SELECTED EXTRACT
At the end of the day, all these events are publicly getting linked together through the general topic of the “problem” of multiculturalism for immigrant “integration” and, more specifically in Quebec, “reasonable accommodation” of so-called minorities. If I have to link these three incidents at all, I would say it’s more of a “majority-rights issue”—that is, that of women’s freedom to work and play without individual men and/or male-dominated organizations getting in our faces, monitoring and controlling what we wear—whether it’s too little, or too much. Since women are the global majority, an anti-racist feminist perspective would bring something interesting to the discussion of these issues.
At the end of the day though, in public discussion, while there’s a sensitivity to the orthodox leaders at the synagogue, the gym-going women’s individual rights and freedoms prevail. But, why not so for the soccer-playing women? Because a racist analysis is prevailing, smuggled in under a concern for the apparent excesses of multiculturalism.
Multiculturalism has had different forms throughout the West in the past four decades. Canada has a positive global reputation for having a particularly inclusive, welcoming version of the ideas, policies and practices that define the multicultural reality. Some of this reputation is deserved as the form it took it the 70s and 80s did create some breathing space —emphasis on some — for people of colour from racism. But much of this reputation is part of a national mythology, creating a race relations piece that fits lock-and-key with the apparent Canadian national identity of
a kinder-gentler-peace-keeping-polite-aren’t-we-nice country.
What is this ‘thing’ called multiculturalism these days? From the start, multiculturalism has been just as much about food, dance and apparently living in harmony through these cultural pursuits, as it has been about facilitating business access to global commercial relations. It’s supposed to be something for everyone. It tends though to be, at the end of the day, not so much about bringing the kind and gentle, rainbow of Canadian people together, as it is about specifically categorizing people of colour into designated groups, reifying cultural and social distinctness, and thereby structurally separating a brown “them” (whether they are recent migrants or not) from an implicitly white “us.” Such structural separation includes very material limitations to basic needs such as decent, affordable housing, and sufficient, safe employment.
Currently, 2/3 of Canada’s population growth comes from immigration and it is projected to be the only source by 2030. Yet, the ruling class peddles this fair nation to migrants as the place to come for jobs and the good life knowing full well they’ll be primarily filling part-time, low-waged service jobs. This hypocrisy extends to requiring such landed immigrants to have post-secondary education, professions, high level English or French language skills, and money. Being cheated in the immigration process, then not having sufficient work or adequate housing—I’d call those major systemically imposed barriers to integration. I’d call that very unreasonable and not accommodating at all.

GIVEN DATA
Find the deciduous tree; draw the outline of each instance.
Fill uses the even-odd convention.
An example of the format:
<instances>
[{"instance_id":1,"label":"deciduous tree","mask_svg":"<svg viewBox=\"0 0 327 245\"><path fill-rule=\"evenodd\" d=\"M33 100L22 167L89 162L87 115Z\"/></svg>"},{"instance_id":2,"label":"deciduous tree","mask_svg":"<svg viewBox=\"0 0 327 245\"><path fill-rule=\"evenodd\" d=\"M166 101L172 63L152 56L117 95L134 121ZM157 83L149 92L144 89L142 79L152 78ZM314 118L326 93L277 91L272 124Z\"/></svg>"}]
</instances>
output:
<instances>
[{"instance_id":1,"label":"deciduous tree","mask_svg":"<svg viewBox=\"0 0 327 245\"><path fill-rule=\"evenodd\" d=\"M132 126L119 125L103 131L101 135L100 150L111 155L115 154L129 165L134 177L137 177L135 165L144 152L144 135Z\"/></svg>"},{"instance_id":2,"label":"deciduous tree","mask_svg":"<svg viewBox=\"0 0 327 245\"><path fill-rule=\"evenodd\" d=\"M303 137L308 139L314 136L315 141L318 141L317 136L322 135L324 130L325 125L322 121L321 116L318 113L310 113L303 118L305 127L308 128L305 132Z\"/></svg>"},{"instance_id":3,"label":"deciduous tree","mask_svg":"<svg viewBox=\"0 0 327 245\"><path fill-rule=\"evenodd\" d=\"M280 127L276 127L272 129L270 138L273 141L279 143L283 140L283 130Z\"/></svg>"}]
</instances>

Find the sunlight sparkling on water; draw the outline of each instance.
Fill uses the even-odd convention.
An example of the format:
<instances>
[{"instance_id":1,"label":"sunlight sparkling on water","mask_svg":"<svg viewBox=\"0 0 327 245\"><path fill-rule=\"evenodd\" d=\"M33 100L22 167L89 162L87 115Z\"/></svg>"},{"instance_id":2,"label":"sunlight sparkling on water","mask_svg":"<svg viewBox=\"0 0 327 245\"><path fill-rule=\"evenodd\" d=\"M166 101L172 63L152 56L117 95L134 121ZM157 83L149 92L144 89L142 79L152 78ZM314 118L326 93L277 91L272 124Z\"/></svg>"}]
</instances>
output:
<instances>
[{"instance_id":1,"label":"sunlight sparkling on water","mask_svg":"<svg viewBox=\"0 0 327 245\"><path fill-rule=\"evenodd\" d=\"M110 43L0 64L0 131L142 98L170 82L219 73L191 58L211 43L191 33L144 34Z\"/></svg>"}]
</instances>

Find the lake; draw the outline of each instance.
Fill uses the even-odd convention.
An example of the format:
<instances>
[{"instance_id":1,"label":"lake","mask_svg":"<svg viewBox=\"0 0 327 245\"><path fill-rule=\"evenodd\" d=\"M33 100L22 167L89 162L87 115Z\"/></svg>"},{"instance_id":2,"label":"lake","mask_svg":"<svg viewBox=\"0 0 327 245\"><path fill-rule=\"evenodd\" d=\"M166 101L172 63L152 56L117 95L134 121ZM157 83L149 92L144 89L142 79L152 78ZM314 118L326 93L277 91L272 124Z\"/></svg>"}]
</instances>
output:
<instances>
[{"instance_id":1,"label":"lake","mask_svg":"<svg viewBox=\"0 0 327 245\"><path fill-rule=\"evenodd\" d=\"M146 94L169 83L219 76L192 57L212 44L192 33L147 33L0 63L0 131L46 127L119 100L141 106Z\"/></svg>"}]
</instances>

EXERCISE 1
In the piece on multiculturalism, what share of Canada's population growth currently comes from immigration?
EXERCISE 2
List everything the piece on multiculturalism says landed immigrants are required to have.
The records are material apart from the piece on multiculturalism.

FINAL RESULT 1
Two-thirds (2/3).

FINAL RESULT 2
- Post-secondary education
- Professions
- High-level English or French language skills
- Money